_WORK TO DO_.
All of the records listed below should be retyped exactly.

_INPUT MATERIAL_.
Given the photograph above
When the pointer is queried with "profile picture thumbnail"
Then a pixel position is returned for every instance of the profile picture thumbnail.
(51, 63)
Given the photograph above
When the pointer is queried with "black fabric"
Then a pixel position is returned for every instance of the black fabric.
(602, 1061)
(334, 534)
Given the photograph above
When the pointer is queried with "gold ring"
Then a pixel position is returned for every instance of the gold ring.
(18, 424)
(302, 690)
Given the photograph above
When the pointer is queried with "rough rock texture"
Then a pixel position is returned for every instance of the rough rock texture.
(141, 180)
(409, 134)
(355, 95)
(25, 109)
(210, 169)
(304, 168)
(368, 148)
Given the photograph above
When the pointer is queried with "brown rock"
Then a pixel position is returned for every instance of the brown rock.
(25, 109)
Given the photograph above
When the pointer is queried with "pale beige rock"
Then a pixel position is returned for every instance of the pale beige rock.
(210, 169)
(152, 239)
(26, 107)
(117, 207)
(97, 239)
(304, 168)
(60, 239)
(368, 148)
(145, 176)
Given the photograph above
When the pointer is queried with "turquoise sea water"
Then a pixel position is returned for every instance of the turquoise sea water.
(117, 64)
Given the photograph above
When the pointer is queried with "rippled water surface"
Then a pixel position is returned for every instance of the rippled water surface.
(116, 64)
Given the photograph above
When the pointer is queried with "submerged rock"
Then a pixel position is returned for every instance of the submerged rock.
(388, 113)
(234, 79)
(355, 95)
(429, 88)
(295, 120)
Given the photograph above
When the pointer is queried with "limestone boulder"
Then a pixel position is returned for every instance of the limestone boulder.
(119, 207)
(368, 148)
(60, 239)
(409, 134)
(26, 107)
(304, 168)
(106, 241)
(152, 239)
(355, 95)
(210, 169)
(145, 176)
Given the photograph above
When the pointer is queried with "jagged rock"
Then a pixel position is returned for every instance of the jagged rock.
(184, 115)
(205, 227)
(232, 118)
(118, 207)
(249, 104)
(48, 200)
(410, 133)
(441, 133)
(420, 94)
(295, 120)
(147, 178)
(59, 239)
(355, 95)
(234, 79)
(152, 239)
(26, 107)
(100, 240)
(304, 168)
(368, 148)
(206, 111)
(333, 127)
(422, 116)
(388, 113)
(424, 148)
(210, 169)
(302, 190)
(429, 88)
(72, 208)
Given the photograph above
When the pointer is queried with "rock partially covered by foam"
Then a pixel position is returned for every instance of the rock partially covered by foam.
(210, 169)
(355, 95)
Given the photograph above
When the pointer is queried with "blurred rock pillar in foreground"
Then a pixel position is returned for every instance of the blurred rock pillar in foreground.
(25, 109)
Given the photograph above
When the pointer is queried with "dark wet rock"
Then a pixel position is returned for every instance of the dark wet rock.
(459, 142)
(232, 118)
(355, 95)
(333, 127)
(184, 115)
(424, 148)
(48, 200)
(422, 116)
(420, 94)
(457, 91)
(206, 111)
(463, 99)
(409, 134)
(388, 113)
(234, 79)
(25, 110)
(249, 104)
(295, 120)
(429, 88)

_SOLUTION_.
Given the photograph above
When the pointer is queried with "profile picture thumbnail"
Then a pixel position is returned for every instance of the profile picture thumbnail.
(51, 63)
Given the photograph above
When the pointer is queried with "black fabric"
Then a pixel position is returned for every instance of the black fabric.
(602, 1061)
(334, 534)
Given the photograph above
When the pointer is queried with "gold ring"
Then a pixel position is returned for every instance of the gold ring.
(18, 424)
(302, 690)
Given the photograph above
When the pointer is queried with "rough rock texture"
Then a pixel position is returned for every instance of the rough rock texture.
(141, 180)
(409, 134)
(355, 95)
(25, 109)
(210, 169)
(304, 168)
(368, 148)
Given the photograph above
When the pointer is queried with "brown rock"
Then a pixel position is returned for every instance of the brown rock.
(25, 109)
Given the photograph above
When the pointer is queried with "pale beige rock"
Then a pixel position is returned for every instance of the pale beige rock.
(210, 169)
(152, 239)
(26, 107)
(117, 207)
(97, 239)
(304, 168)
(60, 239)
(368, 148)
(145, 176)
Given the photograph above
When the pointer is queried with "turquoise sea water"
Then a pixel position is returned for every instance of the turquoise sea water.
(117, 64)
Given the photograph above
When the pointer is queried with "rippled water surface"
Then a pixel position is returned for every instance of the rippled water surface.
(116, 64)
Given the photograph above
When the pointer is queried with "submerged rock"
Then a pixel position is returned for every instance of the submerged rock.
(388, 113)
(234, 79)
(355, 95)
(429, 88)
(295, 120)
Given the photograph above
When the pointer is queried with "limestone boulder"
Then a pixel position is returned for every instance of the limestone boulder.
(119, 207)
(368, 148)
(60, 239)
(409, 134)
(26, 107)
(304, 168)
(106, 241)
(152, 239)
(355, 95)
(210, 169)
(145, 176)
Given the photograph above
When the pointer is queried with "jagged rock"
Then a pixel position is returned for every instance of the jagged rock.
(184, 115)
(205, 227)
(232, 118)
(118, 207)
(249, 104)
(48, 200)
(410, 133)
(441, 133)
(420, 94)
(295, 120)
(147, 178)
(59, 239)
(355, 95)
(234, 79)
(152, 239)
(26, 107)
(100, 240)
(304, 168)
(368, 148)
(206, 111)
(333, 127)
(422, 116)
(388, 113)
(424, 148)
(210, 169)
(302, 190)
(429, 88)
(72, 208)
Given the photograph above
When the pointer is queried with "rock partially covered by foam"
Then a pixel position is returned for every instance of the rock partially covered by foam.
(210, 169)
(355, 95)
Given the photograph above
When the pointer is queried with "blurred rock pillar in foreground"
Then a pixel position is returned for every instance of the blurred rock pillar in foreground.
(25, 109)
Given the photograph above
When the pointer is queried with "dark wet rock"
Then a pixel position is returned for every instance of the dark wet rock.
(459, 142)
(232, 118)
(355, 95)
(333, 127)
(184, 115)
(424, 148)
(48, 200)
(422, 116)
(420, 94)
(457, 91)
(206, 111)
(463, 99)
(409, 134)
(388, 113)
(234, 79)
(25, 110)
(249, 104)
(295, 120)
(429, 88)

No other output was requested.